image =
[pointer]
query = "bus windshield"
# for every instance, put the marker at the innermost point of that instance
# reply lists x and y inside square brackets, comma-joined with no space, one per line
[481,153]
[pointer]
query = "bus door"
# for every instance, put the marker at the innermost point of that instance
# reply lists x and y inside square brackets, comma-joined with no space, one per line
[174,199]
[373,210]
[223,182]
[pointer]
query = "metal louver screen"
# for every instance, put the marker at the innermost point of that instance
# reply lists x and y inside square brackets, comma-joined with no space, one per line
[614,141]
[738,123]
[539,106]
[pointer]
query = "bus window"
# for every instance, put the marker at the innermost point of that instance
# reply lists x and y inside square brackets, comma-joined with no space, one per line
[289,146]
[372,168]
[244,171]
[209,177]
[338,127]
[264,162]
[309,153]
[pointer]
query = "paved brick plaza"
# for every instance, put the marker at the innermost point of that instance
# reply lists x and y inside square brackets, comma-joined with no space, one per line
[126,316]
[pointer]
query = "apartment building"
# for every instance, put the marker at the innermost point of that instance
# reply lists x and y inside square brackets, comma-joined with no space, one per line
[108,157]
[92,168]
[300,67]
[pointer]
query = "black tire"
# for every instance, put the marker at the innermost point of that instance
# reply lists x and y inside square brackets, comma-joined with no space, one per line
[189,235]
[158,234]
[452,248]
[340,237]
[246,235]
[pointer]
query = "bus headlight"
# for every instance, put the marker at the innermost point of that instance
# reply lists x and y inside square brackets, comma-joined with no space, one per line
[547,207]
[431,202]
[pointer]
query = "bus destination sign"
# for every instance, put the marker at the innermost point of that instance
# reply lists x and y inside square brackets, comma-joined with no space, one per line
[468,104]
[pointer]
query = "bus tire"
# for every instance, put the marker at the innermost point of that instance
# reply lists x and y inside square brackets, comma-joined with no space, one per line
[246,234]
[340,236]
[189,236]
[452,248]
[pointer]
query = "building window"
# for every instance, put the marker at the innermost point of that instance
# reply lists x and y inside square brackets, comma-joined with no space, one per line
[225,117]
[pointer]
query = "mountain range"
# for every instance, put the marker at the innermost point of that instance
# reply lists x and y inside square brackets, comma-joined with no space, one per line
________________________
Problem to work on: Once more, set down the full listing, verbatim.

Solution to the exercise:
image =
[pointer]
query = "bus windshield"
# for every instance, put the marker at the innermost point of that instance
# reply lists x and y inside square brackets, comma-joined with no space, one per line
[481,153]
[pointer]
query = "bus door"
# for every instance, put the marker at the innermost point of that instance
# reply lists x and y inside square brackets, comma-joined with no space, one per line
[174,199]
[373,210]
[223,182]
[pointer]
query = "metal louver screen"
# for every instance, put the marker at the innermost point of that instance
# reply lists x and y inside square brackets, comma-joined with no space, one per line
[614,141]
[738,123]
[539,106]
[pointer]
query = "bus window"
# for every instance, put the marker at the innermost point of that instance
# reply lists x and y inside square brackets, comma-joined with no space, one per line
[289,146]
[372,168]
[244,171]
[209,177]
[338,127]
[264,162]
[309,153]
[pointer]
query = "paved brick plaza"
# for every instance, put the marker at the innermost point of that instance
# reply lists x and y inside square brackets, comma-joined with no space, one per line
[126,316]
[pointer]
query = "apartment building"
# for every instance, put the marker at the innermost point of that instance
# reply lists x and y inside square brackets, comma-joined with no space, one per line
[108,157]
[92,168]
[300,67]
[pointer]
query = "black tire"
# for every instance, put the marker at the innermost point of that instance
# reply lists x and y inside square brackets, comma-joined with no space, one per line
[189,235]
[158,234]
[452,248]
[340,237]
[246,235]
[pointer]
query = "bus headlight"
# for every instance, put the marker at the innermost point of that instance
# reply lists x and y inside square brackets, comma-joined with no space, one per line
[547,207]
[431,202]
[pointer]
query = "bus destination sign"
# for every instance, put the marker at the innermost point of that instance
# reply lists x and y inside square brackets, comma-joined with no space, one per line
[468,104]
[pointer]
query = "bus tire"
# for every instance, put the marker at the innermost point of that instance
# reply lists x and y inside square brackets, comma-joined with no space, one per line
[246,234]
[340,236]
[189,236]
[452,248]
[pointer]
query = "building window"
# for every instance, put the marker at the innermost point of that instance
# reply lists x and y inside square brackets, comma-joined with no space, one per line
[225,117]
[pointer]
query = "mountain range"
# for every instance, put the marker at the innermost point of that instance
# reply lists x and y inside square brackets, comma-joined with no space, one per line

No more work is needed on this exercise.